--- INPUT MATERIAL ---

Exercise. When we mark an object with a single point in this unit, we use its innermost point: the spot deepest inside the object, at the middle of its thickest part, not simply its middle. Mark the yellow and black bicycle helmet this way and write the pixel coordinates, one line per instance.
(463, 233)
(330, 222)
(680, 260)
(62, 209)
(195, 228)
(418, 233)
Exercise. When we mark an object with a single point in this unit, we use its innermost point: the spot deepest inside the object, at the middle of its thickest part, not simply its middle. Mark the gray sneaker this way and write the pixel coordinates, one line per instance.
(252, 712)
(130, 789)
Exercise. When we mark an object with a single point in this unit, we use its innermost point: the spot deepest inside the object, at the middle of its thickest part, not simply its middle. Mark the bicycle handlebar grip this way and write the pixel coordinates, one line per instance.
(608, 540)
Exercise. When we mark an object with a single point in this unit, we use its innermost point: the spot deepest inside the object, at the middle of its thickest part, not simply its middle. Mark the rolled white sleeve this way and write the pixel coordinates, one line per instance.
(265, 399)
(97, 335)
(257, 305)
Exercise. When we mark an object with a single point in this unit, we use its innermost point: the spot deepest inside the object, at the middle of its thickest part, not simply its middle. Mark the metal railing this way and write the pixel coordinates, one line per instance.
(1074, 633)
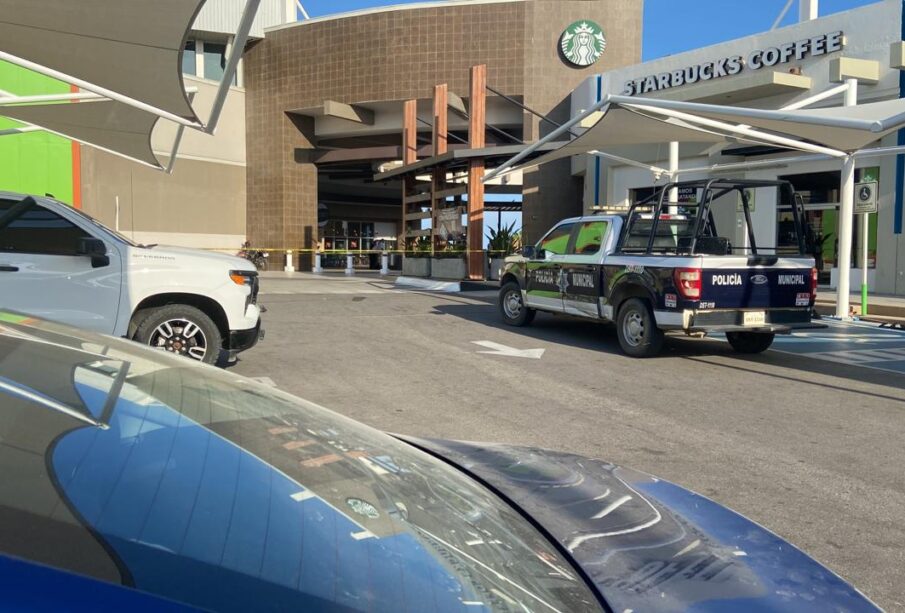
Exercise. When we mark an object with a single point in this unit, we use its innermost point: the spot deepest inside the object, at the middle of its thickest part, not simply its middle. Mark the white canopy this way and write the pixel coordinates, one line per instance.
(105, 124)
(132, 47)
(843, 128)
(629, 120)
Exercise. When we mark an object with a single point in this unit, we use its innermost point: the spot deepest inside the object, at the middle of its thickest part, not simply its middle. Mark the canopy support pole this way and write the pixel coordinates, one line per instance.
(673, 175)
(846, 216)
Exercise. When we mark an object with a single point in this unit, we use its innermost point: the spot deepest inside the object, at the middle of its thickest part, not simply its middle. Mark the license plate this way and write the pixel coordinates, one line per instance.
(754, 318)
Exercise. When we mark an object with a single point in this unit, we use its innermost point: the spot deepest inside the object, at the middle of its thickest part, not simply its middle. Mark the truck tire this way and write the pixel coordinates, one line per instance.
(512, 306)
(637, 329)
(750, 342)
(180, 329)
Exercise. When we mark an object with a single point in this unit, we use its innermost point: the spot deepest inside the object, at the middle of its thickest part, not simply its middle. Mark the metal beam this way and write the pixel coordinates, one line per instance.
(177, 141)
(349, 112)
(232, 64)
(628, 162)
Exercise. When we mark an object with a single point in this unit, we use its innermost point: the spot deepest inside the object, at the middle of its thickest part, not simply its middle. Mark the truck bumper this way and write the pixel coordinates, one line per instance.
(731, 320)
(240, 340)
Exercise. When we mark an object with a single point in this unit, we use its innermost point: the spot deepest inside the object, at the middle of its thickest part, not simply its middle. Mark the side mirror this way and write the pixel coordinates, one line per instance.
(95, 249)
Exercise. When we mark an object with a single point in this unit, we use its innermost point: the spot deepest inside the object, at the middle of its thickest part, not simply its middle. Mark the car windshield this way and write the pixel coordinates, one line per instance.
(212, 490)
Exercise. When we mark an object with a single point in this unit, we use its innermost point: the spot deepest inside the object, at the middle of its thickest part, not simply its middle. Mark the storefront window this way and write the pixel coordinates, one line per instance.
(342, 238)
(820, 195)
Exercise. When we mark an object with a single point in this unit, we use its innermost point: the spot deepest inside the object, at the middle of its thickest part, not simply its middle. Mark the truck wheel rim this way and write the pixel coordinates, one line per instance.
(180, 336)
(512, 304)
(633, 328)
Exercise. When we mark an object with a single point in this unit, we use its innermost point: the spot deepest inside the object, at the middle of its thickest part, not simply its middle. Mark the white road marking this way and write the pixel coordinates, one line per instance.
(511, 352)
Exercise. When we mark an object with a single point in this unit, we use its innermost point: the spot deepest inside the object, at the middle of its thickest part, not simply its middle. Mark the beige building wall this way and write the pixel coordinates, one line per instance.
(201, 204)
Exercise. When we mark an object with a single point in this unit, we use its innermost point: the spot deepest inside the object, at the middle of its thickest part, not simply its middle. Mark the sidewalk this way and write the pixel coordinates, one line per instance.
(877, 305)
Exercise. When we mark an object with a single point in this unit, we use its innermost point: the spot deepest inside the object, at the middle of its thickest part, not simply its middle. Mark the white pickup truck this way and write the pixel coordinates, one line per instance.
(60, 264)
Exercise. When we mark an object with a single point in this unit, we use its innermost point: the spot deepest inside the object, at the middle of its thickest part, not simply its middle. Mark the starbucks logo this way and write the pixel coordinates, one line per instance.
(582, 43)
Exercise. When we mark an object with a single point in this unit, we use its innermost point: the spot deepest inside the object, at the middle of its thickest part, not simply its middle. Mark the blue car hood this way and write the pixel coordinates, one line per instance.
(650, 545)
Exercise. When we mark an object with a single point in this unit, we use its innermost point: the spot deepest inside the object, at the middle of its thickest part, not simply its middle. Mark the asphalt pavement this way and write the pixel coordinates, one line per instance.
(806, 439)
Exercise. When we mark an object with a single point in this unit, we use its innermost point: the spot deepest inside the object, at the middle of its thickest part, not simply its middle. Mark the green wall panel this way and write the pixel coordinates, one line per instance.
(35, 162)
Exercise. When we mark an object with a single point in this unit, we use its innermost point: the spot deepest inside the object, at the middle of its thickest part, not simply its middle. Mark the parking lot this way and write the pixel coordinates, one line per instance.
(809, 446)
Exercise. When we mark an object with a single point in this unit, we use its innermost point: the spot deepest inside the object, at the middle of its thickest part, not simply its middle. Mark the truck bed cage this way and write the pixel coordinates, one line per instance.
(703, 237)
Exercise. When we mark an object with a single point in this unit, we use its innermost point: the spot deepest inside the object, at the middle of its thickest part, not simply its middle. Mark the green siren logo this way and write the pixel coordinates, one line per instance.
(583, 42)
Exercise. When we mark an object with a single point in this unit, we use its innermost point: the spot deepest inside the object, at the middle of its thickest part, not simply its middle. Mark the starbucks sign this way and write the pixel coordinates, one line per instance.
(582, 43)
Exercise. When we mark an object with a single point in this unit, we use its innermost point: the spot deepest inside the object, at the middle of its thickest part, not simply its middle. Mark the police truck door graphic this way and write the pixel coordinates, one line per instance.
(544, 275)
(581, 270)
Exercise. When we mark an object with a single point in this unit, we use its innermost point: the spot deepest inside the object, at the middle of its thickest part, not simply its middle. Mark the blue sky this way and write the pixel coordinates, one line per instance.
(670, 26)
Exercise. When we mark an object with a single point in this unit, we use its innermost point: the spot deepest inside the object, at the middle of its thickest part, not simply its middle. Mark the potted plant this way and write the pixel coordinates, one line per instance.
(417, 261)
(449, 262)
(502, 242)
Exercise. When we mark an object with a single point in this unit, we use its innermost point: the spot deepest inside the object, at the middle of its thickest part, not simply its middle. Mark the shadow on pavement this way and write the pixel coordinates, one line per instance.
(574, 332)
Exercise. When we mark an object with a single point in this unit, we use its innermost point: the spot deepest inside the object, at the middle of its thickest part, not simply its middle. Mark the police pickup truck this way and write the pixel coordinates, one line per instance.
(664, 266)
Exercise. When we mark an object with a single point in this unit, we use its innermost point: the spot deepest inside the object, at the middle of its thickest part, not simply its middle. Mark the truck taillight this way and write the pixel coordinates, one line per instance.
(688, 282)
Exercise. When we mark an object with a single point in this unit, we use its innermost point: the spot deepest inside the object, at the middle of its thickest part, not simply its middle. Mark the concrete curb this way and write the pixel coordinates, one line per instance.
(432, 285)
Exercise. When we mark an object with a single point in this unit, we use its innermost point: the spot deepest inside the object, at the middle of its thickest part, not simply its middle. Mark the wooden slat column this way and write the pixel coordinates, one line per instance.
(477, 125)
(409, 156)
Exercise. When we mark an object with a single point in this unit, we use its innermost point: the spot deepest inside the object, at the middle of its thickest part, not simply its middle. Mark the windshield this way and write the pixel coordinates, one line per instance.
(239, 488)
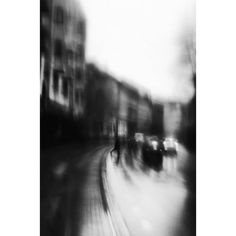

---

TASK DIRECTIONS
Collect each line above that contains the word "windshield" and copy it in full. Matching is case-sensitive.

SOLUTION FOR THIS EXERCISE
Exercise. When we mark an object with a single point in this unit, we use its innermost point: the spot deepest inside the object, at the middle of its thickest part, not simply its middle. Mark the car windshield this way and write the pixel coordinates, one line per instance.
Exercise. When we mark an object with a single point in this unit, we use its innermost point: the spot deepest inside the object, at the middle of its thickest part, not simply its middle. Mark the windshield this way and write the pixel coordinates, one line per instance.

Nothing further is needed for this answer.